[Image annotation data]
-- begin --
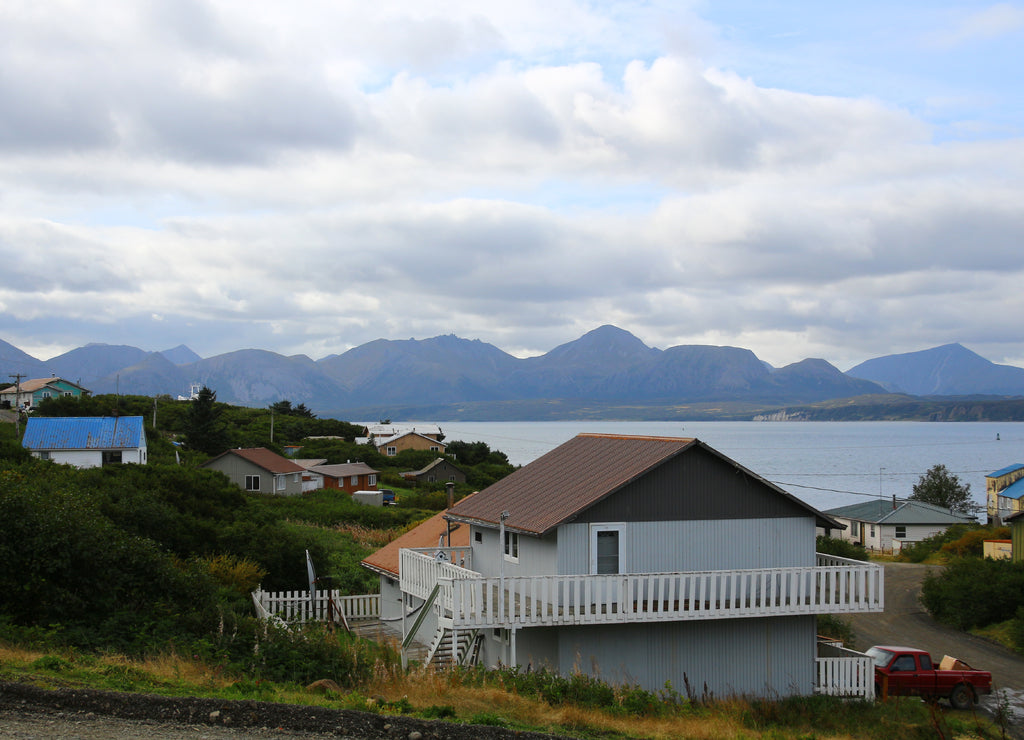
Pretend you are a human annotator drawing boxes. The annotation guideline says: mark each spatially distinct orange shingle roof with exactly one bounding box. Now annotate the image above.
[362,493,479,578]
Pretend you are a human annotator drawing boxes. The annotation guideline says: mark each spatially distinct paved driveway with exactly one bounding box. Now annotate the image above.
[850,563,1024,737]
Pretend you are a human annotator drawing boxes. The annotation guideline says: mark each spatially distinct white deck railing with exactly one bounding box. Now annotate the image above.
[252,590,381,622]
[398,548,480,610]
[400,550,884,629]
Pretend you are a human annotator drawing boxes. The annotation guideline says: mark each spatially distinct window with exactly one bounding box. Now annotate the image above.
[890,655,918,670]
[505,532,519,561]
[590,524,625,575]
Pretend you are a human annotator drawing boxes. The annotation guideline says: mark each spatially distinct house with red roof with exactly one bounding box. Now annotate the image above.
[203,447,305,495]
[380,434,884,697]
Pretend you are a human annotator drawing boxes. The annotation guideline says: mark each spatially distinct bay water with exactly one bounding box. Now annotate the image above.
[425,420,1024,521]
-- end --
- Instructions for the task: Shift every bounding box in the records by adding 98 to each of its four coordinates, then write out all the lines again, requests included, with the new boxes. Leave the pictures out.

- The solution:
Pretend you are a human annotator drawing boxes. The annotation guideline says: mark each spatially distinct orange shingle roof with exactly one bounding box. Now annotate the image above.
[460,591,577,676]
Pretend you are a human annotator drawing boxes. The annotation guideline says: mark each spatially distinct paved driveway with exactly one bounding box. Now annotate the image above.
[948,661,1122,835]
Pretend you are a human annotator drawing boxes. The annotation guideline says: mark each spatially distinct white deck railing with exactly one bounding box. Now annotate the image above.
[350,688,479,720]
[496,646,578,708]
[498,648,982,727]
Pretend you are a human annotator drawing boxes. The annotation guideline says: mark each spatially distinct window with exactly one bounding box. Now annotate the image above.
[988,753,1016,768]
[603,630,617,659]
[688,622,723,673]
Pretend you are a human annotator drawing boxes. The annotation guideline says: mark each spatially distinct house with red roof with exactly one bounding box. Now annotate the image above.
[301,545,403,593]
[478,532,982,795]
Pretend you are a human annotator drawing boxes. The annotation guideline says: mark each spatially distinct bay water with exactly one bounding box. Now annotate the image above.
[523,518,1122,619]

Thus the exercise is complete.